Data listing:
---+---
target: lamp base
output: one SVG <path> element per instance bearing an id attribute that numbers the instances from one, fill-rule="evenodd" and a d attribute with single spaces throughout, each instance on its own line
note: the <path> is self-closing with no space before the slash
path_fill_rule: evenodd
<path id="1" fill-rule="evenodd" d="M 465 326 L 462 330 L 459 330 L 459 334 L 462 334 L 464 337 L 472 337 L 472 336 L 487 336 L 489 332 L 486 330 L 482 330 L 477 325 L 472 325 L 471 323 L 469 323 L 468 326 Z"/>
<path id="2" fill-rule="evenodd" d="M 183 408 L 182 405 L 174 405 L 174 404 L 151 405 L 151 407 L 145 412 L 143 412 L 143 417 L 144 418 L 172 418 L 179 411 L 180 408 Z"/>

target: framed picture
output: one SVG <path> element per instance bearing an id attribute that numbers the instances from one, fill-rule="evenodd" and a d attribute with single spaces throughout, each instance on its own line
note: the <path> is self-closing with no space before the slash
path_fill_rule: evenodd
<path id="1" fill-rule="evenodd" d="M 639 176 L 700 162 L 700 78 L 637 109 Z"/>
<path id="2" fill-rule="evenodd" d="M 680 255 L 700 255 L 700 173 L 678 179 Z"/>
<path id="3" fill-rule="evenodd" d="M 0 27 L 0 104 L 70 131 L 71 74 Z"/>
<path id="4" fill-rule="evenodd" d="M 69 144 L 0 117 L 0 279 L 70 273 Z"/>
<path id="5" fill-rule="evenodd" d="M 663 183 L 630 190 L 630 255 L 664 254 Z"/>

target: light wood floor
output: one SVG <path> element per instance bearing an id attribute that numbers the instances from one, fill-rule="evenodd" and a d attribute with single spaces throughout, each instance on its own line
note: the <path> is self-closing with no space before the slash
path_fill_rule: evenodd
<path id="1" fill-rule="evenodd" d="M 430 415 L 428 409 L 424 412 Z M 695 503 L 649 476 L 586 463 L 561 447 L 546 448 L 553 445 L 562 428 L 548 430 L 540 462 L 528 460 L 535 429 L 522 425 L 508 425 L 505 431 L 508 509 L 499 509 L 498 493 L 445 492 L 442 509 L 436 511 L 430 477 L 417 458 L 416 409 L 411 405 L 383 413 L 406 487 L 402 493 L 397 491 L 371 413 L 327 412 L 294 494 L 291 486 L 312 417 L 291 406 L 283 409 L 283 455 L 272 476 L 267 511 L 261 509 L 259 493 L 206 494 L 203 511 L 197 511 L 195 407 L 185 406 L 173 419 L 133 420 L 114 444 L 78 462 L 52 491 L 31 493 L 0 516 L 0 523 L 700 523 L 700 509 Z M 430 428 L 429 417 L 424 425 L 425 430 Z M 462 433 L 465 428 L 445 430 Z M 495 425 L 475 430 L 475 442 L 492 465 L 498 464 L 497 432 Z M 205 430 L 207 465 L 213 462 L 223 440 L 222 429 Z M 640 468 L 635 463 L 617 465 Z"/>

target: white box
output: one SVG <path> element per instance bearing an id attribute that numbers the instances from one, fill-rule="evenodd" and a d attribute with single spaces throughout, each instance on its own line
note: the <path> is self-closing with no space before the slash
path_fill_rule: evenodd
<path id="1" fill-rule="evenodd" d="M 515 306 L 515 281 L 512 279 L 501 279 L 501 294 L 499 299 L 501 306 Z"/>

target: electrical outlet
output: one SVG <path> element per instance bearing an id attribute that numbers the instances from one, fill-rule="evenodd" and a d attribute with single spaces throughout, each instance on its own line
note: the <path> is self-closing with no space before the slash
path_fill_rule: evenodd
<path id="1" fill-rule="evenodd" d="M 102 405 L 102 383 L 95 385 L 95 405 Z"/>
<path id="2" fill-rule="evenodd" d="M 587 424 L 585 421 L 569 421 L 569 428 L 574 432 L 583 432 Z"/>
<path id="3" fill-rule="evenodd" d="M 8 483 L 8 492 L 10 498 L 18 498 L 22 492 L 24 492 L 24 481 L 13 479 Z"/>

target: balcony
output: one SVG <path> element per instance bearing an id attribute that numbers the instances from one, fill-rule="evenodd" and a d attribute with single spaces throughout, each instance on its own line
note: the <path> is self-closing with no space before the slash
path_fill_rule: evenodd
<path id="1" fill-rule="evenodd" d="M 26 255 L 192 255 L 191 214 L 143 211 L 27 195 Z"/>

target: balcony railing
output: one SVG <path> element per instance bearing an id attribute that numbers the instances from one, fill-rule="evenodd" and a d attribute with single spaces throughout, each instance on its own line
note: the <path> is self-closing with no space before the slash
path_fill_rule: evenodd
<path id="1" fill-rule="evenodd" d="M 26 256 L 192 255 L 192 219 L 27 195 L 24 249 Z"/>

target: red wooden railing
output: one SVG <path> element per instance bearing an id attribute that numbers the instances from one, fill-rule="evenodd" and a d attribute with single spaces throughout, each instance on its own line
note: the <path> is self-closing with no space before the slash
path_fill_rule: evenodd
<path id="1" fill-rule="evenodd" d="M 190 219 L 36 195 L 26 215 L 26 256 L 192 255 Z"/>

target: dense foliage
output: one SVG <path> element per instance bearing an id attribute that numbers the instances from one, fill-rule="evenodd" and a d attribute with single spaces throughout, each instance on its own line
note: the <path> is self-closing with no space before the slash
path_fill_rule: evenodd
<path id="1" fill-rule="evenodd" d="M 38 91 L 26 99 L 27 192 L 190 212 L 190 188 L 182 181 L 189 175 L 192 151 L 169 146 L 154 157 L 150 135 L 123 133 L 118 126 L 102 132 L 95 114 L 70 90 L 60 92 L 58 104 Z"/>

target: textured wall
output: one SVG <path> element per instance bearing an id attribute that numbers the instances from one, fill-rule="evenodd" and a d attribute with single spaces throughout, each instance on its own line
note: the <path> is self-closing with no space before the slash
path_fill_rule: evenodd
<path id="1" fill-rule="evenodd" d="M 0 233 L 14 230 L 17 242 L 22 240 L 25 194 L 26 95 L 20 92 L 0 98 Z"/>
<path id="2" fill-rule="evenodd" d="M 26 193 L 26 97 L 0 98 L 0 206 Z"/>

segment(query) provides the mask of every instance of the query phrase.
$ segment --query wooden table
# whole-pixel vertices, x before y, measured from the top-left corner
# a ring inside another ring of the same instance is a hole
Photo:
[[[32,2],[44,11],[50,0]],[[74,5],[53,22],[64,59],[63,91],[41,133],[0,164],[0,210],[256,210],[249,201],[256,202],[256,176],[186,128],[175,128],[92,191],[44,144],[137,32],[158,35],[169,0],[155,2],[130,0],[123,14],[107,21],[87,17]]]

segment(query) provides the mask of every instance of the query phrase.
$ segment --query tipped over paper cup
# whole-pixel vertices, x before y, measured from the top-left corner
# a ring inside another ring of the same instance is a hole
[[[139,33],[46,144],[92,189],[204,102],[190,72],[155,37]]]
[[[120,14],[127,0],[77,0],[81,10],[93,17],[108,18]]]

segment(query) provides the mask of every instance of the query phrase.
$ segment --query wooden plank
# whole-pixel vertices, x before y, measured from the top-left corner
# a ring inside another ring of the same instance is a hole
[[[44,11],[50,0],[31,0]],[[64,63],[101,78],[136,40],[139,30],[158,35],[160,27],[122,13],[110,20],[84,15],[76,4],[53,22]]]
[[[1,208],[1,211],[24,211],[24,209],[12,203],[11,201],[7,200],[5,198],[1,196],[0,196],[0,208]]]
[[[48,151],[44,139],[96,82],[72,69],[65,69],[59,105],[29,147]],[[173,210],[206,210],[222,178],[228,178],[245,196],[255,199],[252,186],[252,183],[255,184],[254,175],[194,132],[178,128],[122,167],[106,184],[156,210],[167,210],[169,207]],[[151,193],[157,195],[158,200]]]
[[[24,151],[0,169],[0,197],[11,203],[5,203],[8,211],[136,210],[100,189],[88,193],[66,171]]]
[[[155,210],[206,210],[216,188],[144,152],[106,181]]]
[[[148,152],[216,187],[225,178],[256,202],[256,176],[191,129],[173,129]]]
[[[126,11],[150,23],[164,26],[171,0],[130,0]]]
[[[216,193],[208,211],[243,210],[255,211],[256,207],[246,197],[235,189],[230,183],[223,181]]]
---+---
[EXERCISE]
Rewrite the records beginning at the line containing "target: electrical outlet" and ending after the line containing "190 219 L 36", with "self-closing" replaced by "an empty element" and everything else unchanged.

[WRITTEN RESPONSE]
target: electrical outlet
output: one SVG <path> element per instance bearing an id attribute that numbers the instances from one, fill-rule="evenodd" and a d attribute with single spaces throughout, each instance on its own line
note: the <path> is an empty element with no space before the slash
path_fill_rule: evenodd
<path id="1" fill-rule="evenodd" d="M 102 405 L 102 383 L 95 385 L 95 405 Z"/>
<path id="2" fill-rule="evenodd" d="M 587 424 L 585 421 L 569 421 L 569 428 L 574 432 L 583 432 Z"/>
<path id="3" fill-rule="evenodd" d="M 8 483 L 8 492 L 10 498 L 18 498 L 22 492 L 24 492 L 24 481 L 13 479 Z"/>

target: balcony
output: one SVG <path> element per instance bearing an id attribute that numbers the instances from one, fill-rule="evenodd" and a d attribute with single spaces throughout, each instance on its own line
note: the <path> is an empty element with no space before the slash
path_fill_rule: evenodd
<path id="1" fill-rule="evenodd" d="M 26 255 L 192 255 L 191 214 L 143 211 L 27 195 Z"/>

target: balcony railing
output: one SVG <path> element per instance bearing an id attribute that numbers the instances from one, fill-rule="evenodd" and a d attribute with single spaces throughout, each instance on its own line
note: the <path> is an empty element with no space before the slash
path_fill_rule: evenodd
<path id="1" fill-rule="evenodd" d="M 26 256 L 192 255 L 192 219 L 27 195 L 24 249 Z"/>

target: red wooden railing
output: one SVG <path> element per instance bearing an id attribute that numbers the instances from one, fill-rule="evenodd" and a d attribute with single spaces throughout, each instance on its own line
note: the <path> is an empty element with no space before the slash
path_fill_rule: evenodd
<path id="1" fill-rule="evenodd" d="M 190 219 L 36 195 L 26 215 L 26 256 L 192 255 Z"/>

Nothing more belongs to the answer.